Exercise directions
Extract from the entries below, exactly as given, only the lines from the line containing "Each <instance> holds" to the line containing "box: [200, 37, 207, 47]", both lines included.

Segment Start: Data under study

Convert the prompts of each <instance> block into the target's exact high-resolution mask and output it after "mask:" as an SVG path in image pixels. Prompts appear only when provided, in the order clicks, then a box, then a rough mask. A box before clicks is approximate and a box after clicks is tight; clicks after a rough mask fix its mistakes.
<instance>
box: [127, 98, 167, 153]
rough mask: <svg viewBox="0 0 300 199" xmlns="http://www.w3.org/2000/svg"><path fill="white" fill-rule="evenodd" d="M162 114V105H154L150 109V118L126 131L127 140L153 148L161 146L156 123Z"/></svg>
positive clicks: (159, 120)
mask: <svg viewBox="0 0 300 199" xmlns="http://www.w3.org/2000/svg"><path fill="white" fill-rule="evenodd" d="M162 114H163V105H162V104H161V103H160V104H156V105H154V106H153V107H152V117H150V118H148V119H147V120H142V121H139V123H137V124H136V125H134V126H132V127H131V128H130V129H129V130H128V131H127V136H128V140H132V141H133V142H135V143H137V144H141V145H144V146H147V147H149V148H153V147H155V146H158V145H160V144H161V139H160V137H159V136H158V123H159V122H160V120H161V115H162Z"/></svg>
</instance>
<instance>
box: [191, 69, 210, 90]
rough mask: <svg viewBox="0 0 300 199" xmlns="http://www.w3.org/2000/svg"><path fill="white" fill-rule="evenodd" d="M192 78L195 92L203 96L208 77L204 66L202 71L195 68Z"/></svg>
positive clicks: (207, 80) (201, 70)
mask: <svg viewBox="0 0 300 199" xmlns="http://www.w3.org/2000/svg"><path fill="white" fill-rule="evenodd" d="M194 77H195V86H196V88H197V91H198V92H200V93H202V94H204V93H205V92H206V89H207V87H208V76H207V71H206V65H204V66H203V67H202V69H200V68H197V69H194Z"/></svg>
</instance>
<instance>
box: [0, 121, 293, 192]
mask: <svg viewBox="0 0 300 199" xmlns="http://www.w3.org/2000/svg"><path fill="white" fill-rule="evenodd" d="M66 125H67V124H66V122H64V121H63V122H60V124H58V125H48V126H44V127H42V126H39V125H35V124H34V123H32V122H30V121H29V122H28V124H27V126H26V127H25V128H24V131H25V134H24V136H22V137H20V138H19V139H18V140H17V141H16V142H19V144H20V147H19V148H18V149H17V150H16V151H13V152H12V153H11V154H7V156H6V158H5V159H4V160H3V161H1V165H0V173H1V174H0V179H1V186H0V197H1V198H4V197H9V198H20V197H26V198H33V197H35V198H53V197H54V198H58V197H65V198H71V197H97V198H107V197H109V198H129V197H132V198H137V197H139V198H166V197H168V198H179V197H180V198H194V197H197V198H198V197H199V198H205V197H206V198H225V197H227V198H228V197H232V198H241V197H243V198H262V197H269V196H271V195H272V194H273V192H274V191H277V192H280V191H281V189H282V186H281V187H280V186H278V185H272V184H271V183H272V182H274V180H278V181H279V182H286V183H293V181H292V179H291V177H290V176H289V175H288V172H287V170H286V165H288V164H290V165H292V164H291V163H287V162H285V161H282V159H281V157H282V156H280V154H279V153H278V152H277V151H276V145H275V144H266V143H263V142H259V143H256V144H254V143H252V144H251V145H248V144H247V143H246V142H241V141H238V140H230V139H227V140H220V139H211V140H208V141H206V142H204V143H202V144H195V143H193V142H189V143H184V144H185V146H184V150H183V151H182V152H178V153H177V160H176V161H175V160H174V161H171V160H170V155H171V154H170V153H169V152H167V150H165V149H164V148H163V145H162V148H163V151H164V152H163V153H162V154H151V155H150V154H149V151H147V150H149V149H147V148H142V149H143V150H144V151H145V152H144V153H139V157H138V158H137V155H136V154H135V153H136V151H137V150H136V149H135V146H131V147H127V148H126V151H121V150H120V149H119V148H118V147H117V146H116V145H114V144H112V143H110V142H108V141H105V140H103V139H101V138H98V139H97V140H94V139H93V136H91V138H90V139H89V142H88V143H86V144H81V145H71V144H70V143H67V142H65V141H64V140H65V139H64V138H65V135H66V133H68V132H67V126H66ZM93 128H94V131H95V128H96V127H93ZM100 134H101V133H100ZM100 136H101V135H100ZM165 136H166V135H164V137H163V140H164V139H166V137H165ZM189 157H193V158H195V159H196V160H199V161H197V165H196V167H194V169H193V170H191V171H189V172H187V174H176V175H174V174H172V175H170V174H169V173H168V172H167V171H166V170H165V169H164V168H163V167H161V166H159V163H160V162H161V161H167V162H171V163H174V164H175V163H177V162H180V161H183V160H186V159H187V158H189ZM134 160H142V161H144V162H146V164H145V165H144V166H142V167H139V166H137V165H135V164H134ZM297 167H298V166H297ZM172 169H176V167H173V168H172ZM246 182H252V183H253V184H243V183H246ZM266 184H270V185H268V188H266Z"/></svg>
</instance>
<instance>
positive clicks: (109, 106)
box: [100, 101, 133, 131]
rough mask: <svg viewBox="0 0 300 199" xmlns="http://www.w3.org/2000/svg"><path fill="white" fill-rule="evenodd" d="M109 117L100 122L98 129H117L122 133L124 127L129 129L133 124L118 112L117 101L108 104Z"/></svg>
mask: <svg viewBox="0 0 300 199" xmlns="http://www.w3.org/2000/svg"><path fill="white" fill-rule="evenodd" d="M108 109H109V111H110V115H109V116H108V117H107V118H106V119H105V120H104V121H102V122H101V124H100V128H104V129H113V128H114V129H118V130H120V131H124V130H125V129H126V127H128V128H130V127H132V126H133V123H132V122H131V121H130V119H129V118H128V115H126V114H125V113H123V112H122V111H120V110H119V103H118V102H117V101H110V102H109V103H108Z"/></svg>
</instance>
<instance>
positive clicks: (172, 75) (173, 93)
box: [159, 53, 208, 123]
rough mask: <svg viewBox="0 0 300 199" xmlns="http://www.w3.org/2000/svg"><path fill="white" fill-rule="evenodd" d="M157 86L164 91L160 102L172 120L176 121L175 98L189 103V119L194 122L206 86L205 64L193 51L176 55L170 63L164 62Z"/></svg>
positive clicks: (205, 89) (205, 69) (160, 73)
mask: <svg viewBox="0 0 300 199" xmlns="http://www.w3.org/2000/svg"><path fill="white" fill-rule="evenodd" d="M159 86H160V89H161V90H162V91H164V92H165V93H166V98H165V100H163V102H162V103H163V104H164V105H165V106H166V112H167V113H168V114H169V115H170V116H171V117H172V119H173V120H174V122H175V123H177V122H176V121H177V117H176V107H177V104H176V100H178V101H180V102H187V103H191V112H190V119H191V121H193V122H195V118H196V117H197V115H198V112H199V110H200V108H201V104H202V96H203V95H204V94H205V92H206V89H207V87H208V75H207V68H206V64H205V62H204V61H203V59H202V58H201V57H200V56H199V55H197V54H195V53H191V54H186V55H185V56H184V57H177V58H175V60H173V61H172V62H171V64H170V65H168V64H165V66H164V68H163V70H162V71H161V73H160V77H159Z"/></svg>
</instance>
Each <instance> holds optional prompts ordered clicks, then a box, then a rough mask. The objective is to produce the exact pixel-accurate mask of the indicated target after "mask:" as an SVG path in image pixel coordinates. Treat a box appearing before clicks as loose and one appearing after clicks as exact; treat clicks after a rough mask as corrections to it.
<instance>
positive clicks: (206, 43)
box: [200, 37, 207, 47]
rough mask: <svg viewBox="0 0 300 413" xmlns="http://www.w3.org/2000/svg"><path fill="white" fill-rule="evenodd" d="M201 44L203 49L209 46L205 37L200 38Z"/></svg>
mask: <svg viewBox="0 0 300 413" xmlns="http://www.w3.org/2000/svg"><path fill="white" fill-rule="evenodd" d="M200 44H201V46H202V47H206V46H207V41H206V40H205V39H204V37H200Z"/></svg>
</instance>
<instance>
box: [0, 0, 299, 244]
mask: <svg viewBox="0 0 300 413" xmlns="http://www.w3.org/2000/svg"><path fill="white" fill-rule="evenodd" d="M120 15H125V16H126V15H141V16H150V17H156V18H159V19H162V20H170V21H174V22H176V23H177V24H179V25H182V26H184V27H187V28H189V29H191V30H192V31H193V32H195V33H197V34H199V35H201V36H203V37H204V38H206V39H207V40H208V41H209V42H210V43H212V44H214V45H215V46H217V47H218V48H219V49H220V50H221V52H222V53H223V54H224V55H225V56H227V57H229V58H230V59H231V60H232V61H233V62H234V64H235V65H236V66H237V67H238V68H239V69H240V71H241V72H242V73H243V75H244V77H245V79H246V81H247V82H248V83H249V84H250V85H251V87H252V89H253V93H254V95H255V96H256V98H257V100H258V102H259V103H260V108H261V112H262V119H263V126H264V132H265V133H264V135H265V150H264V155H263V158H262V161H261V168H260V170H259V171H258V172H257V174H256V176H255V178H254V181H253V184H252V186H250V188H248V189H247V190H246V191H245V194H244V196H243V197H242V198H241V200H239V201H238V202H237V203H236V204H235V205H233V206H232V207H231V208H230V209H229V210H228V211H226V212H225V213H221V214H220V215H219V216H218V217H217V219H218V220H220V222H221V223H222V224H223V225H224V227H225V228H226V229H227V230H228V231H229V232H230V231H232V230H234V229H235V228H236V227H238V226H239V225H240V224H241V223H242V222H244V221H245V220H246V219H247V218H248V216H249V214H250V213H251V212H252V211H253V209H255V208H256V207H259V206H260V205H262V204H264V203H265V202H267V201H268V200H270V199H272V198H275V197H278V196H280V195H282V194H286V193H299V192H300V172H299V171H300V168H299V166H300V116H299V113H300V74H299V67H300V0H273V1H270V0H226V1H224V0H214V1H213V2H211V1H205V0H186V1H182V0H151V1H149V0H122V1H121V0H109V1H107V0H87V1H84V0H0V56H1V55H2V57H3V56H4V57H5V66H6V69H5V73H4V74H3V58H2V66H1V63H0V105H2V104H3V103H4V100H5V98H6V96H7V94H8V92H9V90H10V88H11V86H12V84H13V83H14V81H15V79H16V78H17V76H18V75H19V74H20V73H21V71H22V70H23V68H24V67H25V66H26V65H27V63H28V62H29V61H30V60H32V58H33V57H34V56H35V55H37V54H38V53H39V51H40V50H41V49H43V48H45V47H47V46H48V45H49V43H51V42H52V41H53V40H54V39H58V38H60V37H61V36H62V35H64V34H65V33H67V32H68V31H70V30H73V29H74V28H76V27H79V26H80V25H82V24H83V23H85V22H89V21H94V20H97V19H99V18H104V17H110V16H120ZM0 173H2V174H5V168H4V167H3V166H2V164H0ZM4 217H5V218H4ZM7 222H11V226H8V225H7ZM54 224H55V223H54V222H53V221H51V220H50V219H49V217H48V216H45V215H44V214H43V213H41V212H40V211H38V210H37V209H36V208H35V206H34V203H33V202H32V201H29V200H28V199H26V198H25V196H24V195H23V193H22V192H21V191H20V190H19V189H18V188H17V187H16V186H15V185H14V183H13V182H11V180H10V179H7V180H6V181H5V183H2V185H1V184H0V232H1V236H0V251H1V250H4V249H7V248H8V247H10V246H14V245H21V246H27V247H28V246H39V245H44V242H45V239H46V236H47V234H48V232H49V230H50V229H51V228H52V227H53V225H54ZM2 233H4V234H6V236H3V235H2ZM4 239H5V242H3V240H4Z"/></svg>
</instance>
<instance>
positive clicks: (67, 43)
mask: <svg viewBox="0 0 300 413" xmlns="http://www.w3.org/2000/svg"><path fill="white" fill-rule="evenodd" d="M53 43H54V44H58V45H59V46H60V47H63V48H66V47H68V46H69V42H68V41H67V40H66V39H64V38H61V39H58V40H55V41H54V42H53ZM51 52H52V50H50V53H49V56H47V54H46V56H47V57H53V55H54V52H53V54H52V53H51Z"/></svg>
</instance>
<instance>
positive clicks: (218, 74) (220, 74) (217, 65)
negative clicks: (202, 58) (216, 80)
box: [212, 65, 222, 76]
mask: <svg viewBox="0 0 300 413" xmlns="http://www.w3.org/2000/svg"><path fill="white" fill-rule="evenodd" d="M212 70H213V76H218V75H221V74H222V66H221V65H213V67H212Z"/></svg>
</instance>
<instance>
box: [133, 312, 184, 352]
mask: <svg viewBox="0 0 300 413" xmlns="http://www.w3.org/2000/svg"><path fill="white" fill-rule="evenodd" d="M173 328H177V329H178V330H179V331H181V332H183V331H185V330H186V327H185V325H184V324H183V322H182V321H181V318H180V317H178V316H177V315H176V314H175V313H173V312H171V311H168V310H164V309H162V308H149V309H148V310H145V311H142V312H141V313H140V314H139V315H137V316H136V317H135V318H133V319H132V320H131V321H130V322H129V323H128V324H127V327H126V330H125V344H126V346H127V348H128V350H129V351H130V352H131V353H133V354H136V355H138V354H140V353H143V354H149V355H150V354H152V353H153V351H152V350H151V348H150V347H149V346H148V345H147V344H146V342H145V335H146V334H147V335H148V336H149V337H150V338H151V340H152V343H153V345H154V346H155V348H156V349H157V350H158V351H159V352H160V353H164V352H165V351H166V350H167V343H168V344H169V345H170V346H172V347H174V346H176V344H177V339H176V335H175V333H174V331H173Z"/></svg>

Segment End: Data under study

Response to the exercise
Each <instance> holds optional prompts ordered clicks, then a box, then a rough mask. The objective is to produce the exact pixel-accurate mask of the indicated target after "mask:" as an SVG path in image pixel coordinates. Treat a box appearing before clicks as loose and one appearing after clicks as exact; treat clicks after a rough mask as corrections to it.
<instance>
positive clicks: (206, 43)
box: [200, 37, 207, 47]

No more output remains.